Work instructions:
Edit the rows below so that each "one line per instance" reads "one line for each instance", leaving every other word unchanged.

Data lines:
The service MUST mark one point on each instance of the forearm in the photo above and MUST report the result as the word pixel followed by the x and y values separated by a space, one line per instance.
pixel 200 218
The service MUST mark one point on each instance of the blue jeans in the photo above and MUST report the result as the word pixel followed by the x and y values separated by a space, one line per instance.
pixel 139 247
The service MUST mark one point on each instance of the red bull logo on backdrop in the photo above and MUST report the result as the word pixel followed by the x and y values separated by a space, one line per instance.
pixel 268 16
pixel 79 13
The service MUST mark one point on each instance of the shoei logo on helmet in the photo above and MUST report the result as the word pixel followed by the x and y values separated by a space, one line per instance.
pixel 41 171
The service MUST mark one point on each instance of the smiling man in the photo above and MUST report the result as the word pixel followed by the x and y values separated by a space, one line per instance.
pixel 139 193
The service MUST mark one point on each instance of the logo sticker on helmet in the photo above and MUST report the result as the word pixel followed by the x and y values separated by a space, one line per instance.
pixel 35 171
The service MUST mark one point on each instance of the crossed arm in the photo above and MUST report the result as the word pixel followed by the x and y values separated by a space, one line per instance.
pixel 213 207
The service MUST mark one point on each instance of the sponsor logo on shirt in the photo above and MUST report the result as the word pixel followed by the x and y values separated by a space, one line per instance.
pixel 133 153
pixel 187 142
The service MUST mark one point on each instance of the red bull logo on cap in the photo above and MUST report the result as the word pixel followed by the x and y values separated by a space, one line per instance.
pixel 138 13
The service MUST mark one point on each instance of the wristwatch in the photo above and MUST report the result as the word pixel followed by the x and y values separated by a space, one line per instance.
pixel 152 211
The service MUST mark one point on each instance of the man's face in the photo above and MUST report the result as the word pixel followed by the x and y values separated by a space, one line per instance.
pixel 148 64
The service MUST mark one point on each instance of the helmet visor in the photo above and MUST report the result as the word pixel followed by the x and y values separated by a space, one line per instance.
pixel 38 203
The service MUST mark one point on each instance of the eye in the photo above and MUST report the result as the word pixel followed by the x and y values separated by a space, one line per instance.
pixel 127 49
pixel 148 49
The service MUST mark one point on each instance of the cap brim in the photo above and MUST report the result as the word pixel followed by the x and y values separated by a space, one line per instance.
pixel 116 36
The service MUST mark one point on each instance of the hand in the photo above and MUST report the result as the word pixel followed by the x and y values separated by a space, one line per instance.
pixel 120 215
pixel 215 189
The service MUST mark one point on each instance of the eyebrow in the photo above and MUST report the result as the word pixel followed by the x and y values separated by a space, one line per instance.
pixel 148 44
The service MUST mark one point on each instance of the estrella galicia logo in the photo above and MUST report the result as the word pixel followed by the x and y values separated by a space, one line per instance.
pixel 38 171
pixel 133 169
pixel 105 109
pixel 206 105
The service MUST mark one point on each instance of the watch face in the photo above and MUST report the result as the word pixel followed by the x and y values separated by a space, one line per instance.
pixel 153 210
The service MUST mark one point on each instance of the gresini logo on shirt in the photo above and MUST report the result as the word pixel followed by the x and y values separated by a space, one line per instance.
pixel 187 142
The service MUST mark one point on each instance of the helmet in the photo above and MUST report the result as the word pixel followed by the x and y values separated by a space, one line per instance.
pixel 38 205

Result below:
The service MUST mark one point on each instance of the forearm in the photo above and MUST report the result as the word pixel followed by the x and y values separated by a space, one line for each instance.
pixel 200 218
The service MUST mark one point on each instance of the blue jeans in the photo above and MUST report the result as the word pixel followed by the x and y values separated by a space, one line for each instance.
pixel 139 247
The service MUST mark one point on each instance of the red bull logo on backdrop in the photo above and MUST report the result as the word pixel followed by the x and y values separated by a space, one line for each instance.
pixel 268 16
pixel 79 13
The service MUST mark one point on each instance of the shoei logo on helmet in the photo above and MUST report the result as the word pixel followed by the x and y values separated by a space, one line for each instance.
pixel 41 171
The service MUST mark one point on each instance of the smiling man in the photo above and MUST report the result as the word pixel followed by the x and y values separated by a space, one line for each instance.
pixel 139 193
The service MUST mark one point on each instance of the logo sticker on helmet in the photo above and MUST report the result as the word pixel followed by the x and y values separated by a space, one line for each instance.
pixel 35 171
The service MUST mark one point on each instance of the crossed arm in the photo above and MUST report the result as the word pixel followed by the x and y values separated by a space, one line for each instance.
pixel 213 207
The service MUST mark one point on each instance of the sponsor logo on shirt in the photo above and MUST report the result as the word pixel followed by the x and y values separated by a space, one line for each instance.
pixel 133 153
pixel 187 142
The service MUST mark one point on each instance of the red bull logo on cap in the photo above and MUST report the result as the word pixel followed by the x and y values separated by a space, one line for each instance.
pixel 138 13
The service MUST mark one point on each instance of the wristwatch in the photo above and MUST report the result as the word pixel followed by the x and y values separated by a space, one line for each instance.
pixel 152 211
The service MUST mark one point on each instance of the man's face in the photo above and MUST report the result as the word pixel followed by the x and y values separated by a space, one line for each instance.
pixel 148 64
The service MUST mark one point on each instance of the helmet visor in the photo above and MUST report the result as the word pixel followed by the x and y values separated by a space, one line for each instance.
pixel 38 203
The service MUST mark one point on each instance of the eye in the photo above and MUST report the result as the word pixel followed by the x and y values separated by a space, one line for each instance.
pixel 127 49
pixel 148 49
The service MUST mark one point on each instance of the cap brim in the photo above and MUST report the result as the word pixel followed by the x and y values separated by a space, one line for each instance.
pixel 116 36
The service MUST mark one point on each instance of the hand in the photo above and MUST report the result as the word pixel followed by the x and y values separated by a space, one line for each instance.
pixel 120 215
pixel 215 189
The service MUST mark one point on each instance of the eyebrow in the photo above and MUST report the result as the word pixel followed by the x and y values separated by a space, one line for each instance.
pixel 148 44
The service MUST mark one point on each instance of the estrella galicia logo in the photo above and MUST report the result as the word pixel followed by the x and y values separated by a space, one line for each instance.
pixel 38 171
pixel 133 169
pixel 105 109
pixel 206 105
The service MUST mark one point on each instance of the watch face in the photo above and MUST report the result as the word pixel followed by the x and y values separated by a space, one line for each instance.
pixel 153 210
The service MUST mark one point on each instance of the gresini logo on shirt in the photo above and MUST report the result as the word pixel followed by the x and y values separated by a space, one line for each instance.
pixel 187 142
The service MUST mark one point on each instance of the helmet in the photo above and MUST report the result as the word pixel followed by the x and y values separated by a space, one line for each instance.
pixel 38 205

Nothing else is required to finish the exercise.